Dataset excerpts —

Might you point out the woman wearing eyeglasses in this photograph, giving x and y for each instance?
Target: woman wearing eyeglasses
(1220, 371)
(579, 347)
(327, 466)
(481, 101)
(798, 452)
* * *
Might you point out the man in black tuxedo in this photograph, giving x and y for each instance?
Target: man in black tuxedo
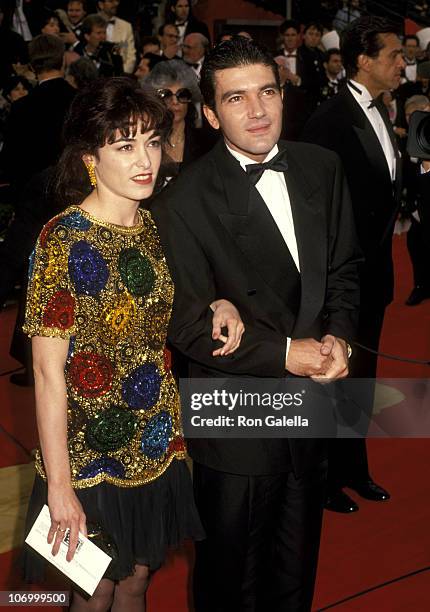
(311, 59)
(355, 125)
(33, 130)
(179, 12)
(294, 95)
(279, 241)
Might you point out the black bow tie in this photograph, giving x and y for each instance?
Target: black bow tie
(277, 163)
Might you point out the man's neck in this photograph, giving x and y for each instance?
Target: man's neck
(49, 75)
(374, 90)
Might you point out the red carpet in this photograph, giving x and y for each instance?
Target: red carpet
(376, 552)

Exercise brief —
Please list every line above that contains the word "giving", treating uppercase and lowercase as different.

Solution below —
Might you point out the woman wearing eyeglasses in this photograph, giving x and y for each instance?
Might you point out the man in black tuxedo in this photograph, giving x and y for each instance?
Might you point out the black bow tie in this photograph, giving x and y for each instance?
Might you point out the man's neck in this photograph, giving x and y for each instance?
Might you point out the red carpet in this photograph, giving x and y for each instance?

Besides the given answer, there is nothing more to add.